** START MATERIAL FOR THIS TASK **

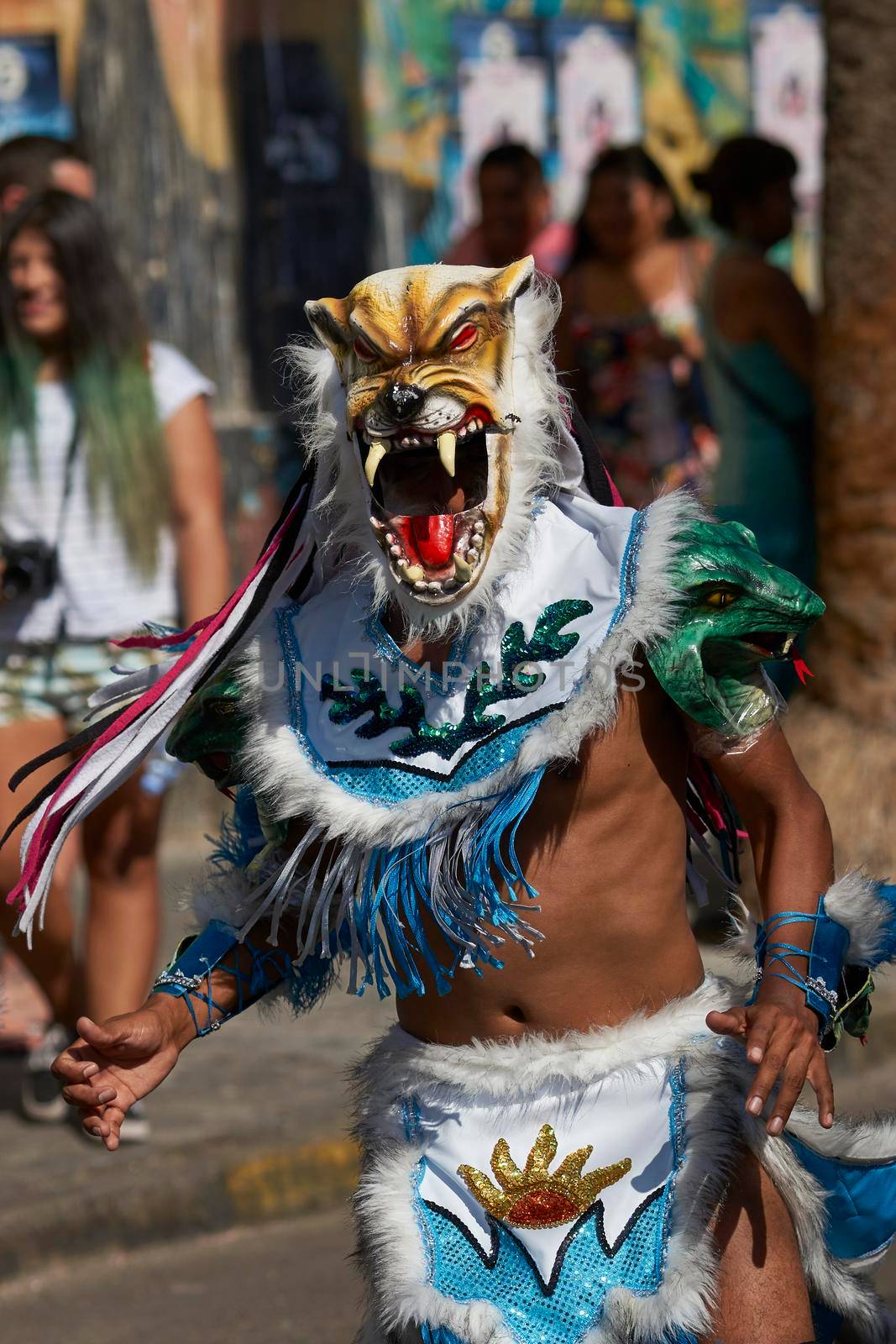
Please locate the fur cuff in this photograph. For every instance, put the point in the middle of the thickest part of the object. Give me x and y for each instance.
(867, 911)
(862, 905)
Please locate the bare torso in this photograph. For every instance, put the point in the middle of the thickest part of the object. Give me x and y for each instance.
(605, 847)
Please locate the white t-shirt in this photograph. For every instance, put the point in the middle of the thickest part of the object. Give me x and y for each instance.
(100, 596)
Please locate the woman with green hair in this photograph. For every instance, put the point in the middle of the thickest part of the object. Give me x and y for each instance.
(110, 511)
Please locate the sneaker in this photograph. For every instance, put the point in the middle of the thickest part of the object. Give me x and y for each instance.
(40, 1093)
(134, 1126)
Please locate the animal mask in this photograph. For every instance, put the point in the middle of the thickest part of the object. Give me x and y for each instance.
(425, 355)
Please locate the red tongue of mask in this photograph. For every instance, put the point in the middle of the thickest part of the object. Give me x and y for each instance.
(434, 539)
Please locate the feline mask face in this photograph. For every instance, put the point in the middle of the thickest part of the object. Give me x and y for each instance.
(425, 355)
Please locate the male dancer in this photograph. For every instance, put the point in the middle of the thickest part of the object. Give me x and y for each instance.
(469, 712)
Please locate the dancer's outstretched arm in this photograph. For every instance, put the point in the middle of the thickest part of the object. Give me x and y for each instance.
(117, 1062)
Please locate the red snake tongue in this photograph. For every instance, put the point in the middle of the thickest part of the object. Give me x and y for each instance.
(434, 539)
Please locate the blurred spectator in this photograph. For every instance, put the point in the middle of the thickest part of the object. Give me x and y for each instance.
(29, 165)
(109, 492)
(627, 335)
(515, 206)
(758, 335)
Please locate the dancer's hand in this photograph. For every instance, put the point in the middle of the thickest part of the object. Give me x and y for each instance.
(781, 1038)
(113, 1065)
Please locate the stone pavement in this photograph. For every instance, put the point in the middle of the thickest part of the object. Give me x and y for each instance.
(250, 1126)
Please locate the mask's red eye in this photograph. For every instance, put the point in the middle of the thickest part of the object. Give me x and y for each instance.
(363, 349)
(464, 338)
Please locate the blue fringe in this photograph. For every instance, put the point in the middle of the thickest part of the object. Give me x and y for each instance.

** END MATERIAL FOR THIS TASK **

## WHAT TO WORK ON
Copy the lines above word for word, leaving out the pictures.

## ANSWER FOR THIS EXERCISE
Please locate the fur cuff in this photograph. For every instance, put the point in the middle of the thickest part of the object. Give me x and y for each instance.
(867, 911)
(862, 905)
Please locate the bare torso in this photograph. For every instance, put the point in the middle of the thickest part of the object. Give me x and y for each instance.
(605, 847)
Please locate the white t-shirt in this photograph. For every instance, put the point in the middle of the thickest part of the object. Give me x and y for each instance.
(100, 596)
Please locate the woman with green hair in this photograph. For every instance, put the point in the middle of the thickest part of the object. Give me x and y for each instance.
(110, 511)
Please locate the sneaker in this photograph. For every instance, put the point in the middle of the thickest part of the object. Give me x and y for each instance.
(40, 1093)
(134, 1126)
Please locate the animal mask in this photograph. For every instance, put the point in the middle of the thickest part of the object. Give me x and y for each instance.
(425, 355)
Please locate the red tongue of mask in this photograph. For every instance, put the point in the middle of the thickest part of the object. Give me x and y for each instance.
(434, 539)
Please locate the feline mask face in this photograph. For every instance, put the point in the middle of the thickest part of the object. Give me x and y for each instance.
(425, 355)
Please locate the male dancer in this photograph. For every instance, put the point in the middle of the thickest part of the object. Give me x and y for each instance.
(469, 712)
Please locate the dancer's outstretched arm in this photograph. For every instance, put the point in the middle of the thickest part of the object. Give me x and y for each instance.
(117, 1062)
Please locate the red snake tongue in this photograph. For every instance, put the point in the middle of the thickest part of the object. Give me x and y for each instance.
(434, 539)
Please locate the blurred spectator in this photograph. For every instance, put the point in the middle of the thickest part of the object. Give me x and y for each instance.
(29, 165)
(109, 492)
(627, 335)
(515, 206)
(758, 335)
Please locate the dancer's hand in this photograph. For every instance, put the point in the middle of the thickest part of the object. Give me x and y for each instance.
(781, 1038)
(113, 1065)
Please locate the stone pavement in this photograph. For every instance, put the point in the middle of the thickest part of the object. Give me x and y for each instance.
(250, 1126)
Please locate the mask's red eye in this photograph. For every instance, put the point in the middle of the thickest part of the object. Give me x and y for each instance.
(363, 349)
(464, 338)
Please locate the blue fringe in this photograph. For every instance, put the point in the middle of the thickest part of the object. Give me x and y for each instance.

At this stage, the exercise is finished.